L’homme de terrain, que les Hurons appellent Horonhiayehte (il porte le ciel), s’active pour dresser la liste des 33 cabanes huronnes de sa mission qui est scindée en deux, soit le Petit Village et le Grand Village. Il transcrit la liste des chefs de cabane et le nombre d’occupants, en plus de retranscrire une liste complète de toutes les personnes baptisées depuis 1727.
En 1747, des suites de l’incendie criminel de la mission de l’île de Bois-Blanc, on décide de déplacer le village huron et la mission à La Pointe-de-Montréal (renommée par les Anglais Sandwich, puis Windsor, Ontario). Financée par le gouverneur de Québec qui souhaite que les Hurons s’établissent dans la nouvelle mission, une église en bois est construite en 1750. Durant les hivers, le missionnaire accompagne généralement les bandes huronnes en hivernement sur la rive sud-ouest du lac Érié, à Sandoské (Sandusky, Ohio).

___

▶ [Liste des tâches]
1. Veuillez recopier le passage de l'extrait sur la mission huronne en commençant par « L’homme de terrain, que » et jusqu'à « baptisées depuis 1727. ».
2. Relevez toutes les années mentionnées dans l'extrait sur la mission huronne.
3. D'après l'extrait sur la mission huronne, qui a financé l'église en bois construite en 1750 ?

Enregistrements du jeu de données

___

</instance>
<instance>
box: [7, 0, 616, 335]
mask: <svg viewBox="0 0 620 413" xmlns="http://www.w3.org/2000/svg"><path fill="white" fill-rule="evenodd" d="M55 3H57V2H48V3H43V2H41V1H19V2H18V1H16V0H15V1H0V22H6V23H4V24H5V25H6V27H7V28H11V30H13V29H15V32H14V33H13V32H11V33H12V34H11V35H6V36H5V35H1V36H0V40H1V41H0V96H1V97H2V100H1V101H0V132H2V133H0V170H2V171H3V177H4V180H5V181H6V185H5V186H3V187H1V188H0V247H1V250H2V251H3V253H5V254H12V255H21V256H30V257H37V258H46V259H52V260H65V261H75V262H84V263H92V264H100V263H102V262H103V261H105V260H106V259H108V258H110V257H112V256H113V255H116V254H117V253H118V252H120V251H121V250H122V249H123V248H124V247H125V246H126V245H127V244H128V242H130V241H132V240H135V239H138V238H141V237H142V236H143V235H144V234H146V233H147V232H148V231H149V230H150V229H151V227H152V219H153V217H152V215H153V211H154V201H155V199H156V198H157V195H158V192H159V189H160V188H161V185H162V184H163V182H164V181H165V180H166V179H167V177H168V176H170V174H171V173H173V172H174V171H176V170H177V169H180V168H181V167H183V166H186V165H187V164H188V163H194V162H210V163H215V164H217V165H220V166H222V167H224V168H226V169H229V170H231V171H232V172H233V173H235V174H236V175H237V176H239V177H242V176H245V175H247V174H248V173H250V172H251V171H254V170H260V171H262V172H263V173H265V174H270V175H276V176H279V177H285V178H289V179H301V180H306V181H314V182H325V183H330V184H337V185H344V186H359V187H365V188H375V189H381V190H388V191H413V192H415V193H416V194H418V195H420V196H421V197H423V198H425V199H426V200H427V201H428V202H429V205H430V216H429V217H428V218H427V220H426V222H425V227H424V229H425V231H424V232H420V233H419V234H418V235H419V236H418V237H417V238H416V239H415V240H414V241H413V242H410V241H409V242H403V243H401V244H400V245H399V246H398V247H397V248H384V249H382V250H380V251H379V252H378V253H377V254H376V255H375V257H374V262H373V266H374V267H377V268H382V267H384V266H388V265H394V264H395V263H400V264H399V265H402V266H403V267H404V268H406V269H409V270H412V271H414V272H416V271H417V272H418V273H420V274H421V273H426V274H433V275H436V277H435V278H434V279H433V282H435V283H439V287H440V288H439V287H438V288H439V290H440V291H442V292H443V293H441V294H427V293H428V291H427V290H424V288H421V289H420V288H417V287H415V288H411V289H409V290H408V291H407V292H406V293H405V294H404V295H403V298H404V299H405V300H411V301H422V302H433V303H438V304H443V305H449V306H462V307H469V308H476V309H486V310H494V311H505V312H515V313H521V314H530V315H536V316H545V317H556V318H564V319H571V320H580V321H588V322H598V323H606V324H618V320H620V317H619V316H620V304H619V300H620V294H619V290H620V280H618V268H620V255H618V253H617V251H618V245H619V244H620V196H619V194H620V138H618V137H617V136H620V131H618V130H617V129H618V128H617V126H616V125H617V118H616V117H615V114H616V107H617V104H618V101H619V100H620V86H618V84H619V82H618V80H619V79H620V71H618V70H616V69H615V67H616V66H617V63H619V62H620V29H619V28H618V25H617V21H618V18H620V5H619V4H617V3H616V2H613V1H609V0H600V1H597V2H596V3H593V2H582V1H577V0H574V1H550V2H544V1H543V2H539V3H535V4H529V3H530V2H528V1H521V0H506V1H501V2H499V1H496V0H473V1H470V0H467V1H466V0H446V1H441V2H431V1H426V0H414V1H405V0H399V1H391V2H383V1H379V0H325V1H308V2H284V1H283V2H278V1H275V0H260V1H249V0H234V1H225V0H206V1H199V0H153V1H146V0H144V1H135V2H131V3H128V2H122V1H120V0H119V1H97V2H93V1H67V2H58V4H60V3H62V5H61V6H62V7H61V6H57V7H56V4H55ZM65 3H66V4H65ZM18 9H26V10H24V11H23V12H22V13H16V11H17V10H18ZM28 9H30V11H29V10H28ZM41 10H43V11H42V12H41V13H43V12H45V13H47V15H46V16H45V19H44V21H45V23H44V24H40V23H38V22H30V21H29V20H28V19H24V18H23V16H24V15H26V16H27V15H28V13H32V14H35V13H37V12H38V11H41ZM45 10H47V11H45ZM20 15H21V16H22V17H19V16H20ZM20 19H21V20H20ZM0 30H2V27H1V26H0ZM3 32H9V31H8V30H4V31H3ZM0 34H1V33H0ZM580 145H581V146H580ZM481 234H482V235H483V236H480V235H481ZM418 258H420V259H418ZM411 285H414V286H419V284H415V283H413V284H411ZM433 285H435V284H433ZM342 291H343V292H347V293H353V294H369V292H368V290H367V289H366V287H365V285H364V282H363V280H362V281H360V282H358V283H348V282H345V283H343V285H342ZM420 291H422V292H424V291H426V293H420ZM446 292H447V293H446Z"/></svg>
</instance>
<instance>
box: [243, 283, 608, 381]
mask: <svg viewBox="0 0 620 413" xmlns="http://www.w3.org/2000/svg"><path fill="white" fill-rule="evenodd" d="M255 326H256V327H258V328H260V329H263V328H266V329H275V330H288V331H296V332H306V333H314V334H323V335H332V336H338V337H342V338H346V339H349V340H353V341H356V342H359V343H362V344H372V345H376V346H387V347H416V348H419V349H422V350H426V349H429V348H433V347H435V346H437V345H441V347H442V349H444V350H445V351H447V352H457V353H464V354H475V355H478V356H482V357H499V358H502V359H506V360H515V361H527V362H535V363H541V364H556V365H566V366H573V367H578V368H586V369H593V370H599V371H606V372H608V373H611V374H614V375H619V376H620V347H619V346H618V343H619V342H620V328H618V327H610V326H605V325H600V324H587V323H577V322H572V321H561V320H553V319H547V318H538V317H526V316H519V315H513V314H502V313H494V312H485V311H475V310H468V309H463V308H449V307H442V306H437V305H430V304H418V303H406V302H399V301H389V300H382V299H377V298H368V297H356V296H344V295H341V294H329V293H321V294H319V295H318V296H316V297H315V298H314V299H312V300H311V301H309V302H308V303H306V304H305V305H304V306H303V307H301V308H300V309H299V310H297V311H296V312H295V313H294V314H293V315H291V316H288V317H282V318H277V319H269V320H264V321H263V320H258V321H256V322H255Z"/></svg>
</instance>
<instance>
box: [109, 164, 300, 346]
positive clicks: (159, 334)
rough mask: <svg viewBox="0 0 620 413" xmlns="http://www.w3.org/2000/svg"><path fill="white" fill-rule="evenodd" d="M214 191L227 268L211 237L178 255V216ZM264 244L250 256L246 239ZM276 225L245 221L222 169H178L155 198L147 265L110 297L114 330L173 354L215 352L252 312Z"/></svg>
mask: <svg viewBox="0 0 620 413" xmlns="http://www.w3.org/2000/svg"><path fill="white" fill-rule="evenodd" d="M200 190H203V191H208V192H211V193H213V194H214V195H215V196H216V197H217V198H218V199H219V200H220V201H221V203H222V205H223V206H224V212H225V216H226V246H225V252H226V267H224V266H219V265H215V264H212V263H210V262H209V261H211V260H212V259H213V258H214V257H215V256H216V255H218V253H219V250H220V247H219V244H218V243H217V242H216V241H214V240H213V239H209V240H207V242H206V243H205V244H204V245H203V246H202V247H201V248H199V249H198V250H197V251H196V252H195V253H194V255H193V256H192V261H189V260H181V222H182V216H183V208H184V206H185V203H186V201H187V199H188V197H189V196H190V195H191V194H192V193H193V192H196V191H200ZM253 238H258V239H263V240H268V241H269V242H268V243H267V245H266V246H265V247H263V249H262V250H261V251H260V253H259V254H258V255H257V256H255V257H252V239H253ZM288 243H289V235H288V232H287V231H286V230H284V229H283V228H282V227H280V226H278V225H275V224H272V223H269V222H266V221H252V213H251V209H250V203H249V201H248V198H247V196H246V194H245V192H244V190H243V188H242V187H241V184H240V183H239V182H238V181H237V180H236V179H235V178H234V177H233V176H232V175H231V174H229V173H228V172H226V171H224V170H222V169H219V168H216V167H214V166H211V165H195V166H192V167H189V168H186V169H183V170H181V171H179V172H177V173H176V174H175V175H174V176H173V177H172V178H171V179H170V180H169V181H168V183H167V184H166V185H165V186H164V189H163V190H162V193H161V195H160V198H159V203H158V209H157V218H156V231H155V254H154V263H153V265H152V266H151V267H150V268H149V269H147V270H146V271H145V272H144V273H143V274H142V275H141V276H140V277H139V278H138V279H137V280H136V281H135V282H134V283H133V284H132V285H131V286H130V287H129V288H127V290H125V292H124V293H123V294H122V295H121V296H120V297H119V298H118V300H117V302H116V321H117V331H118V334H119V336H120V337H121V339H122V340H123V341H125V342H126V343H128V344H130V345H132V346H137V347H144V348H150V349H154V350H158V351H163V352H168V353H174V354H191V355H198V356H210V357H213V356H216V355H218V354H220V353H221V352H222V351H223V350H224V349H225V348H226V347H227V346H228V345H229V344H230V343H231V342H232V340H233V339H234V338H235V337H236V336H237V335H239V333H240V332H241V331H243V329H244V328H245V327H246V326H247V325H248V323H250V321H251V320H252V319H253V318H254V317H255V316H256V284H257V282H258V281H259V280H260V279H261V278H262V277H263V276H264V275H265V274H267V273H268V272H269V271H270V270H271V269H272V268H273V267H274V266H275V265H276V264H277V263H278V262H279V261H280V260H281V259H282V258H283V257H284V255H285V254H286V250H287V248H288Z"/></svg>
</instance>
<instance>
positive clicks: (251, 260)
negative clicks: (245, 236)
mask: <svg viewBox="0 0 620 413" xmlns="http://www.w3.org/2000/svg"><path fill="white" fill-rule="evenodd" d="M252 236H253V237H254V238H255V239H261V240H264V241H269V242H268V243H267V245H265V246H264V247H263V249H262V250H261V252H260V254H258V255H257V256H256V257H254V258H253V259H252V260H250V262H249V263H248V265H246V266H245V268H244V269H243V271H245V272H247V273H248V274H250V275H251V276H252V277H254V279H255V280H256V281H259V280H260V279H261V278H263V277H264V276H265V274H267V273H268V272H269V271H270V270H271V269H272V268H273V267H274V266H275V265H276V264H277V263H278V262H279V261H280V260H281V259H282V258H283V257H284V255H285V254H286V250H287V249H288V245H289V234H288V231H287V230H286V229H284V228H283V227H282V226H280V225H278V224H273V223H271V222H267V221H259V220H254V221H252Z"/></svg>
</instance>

___

▶ [Résultats]
1.
L’homme de terrain, que les Hurons appellent Horonhiayehte (il porte le ciel), s’active pour dresser la liste des 33 cabanes huronnes de sa mission qui est scindée en deux, soit le Petit Village et le Grand Village. Il transcrit la liste des chefs de cabane et le nombre d’occupants, en plus de retranscrire une liste complète de toutes les personnes baptisées depuis 1727.

2. 1727, 1747, 1750

3. Le gouverneur de Québec.